Given problem ::
Identify each line in the records below that contains the word "building", and copy those lines.

Dataset entries:
* * * * * * *

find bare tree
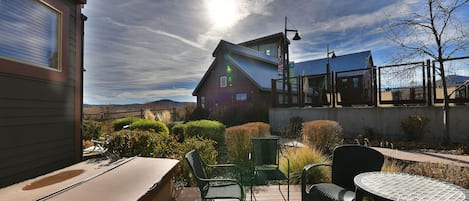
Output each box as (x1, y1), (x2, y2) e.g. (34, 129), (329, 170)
(387, 0), (469, 144)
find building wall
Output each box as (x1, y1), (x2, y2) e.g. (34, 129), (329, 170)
(0, 0), (83, 187)
(269, 106), (469, 144)
(197, 53), (271, 124)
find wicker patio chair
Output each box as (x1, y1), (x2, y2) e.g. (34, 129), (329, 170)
(185, 149), (246, 201)
(301, 145), (384, 201)
(251, 136), (290, 200)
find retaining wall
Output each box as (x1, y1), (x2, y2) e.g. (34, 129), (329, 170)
(269, 106), (469, 144)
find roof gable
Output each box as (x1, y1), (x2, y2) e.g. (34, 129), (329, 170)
(295, 51), (373, 76)
(192, 40), (278, 96)
(227, 54), (279, 91)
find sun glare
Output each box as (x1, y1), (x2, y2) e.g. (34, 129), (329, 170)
(205, 0), (238, 29)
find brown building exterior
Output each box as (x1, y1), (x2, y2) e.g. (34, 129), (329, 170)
(192, 33), (373, 125)
(193, 33), (284, 125)
(0, 0), (86, 187)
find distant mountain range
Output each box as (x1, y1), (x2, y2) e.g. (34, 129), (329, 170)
(83, 99), (196, 108)
(83, 99), (196, 119)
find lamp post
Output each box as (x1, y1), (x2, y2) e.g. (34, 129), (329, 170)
(282, 16), (301, 105)
(326, 44), (336, 107)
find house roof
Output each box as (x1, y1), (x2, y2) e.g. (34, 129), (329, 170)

* * * * * * *

Written answer ::
find building wall
find brown building exterior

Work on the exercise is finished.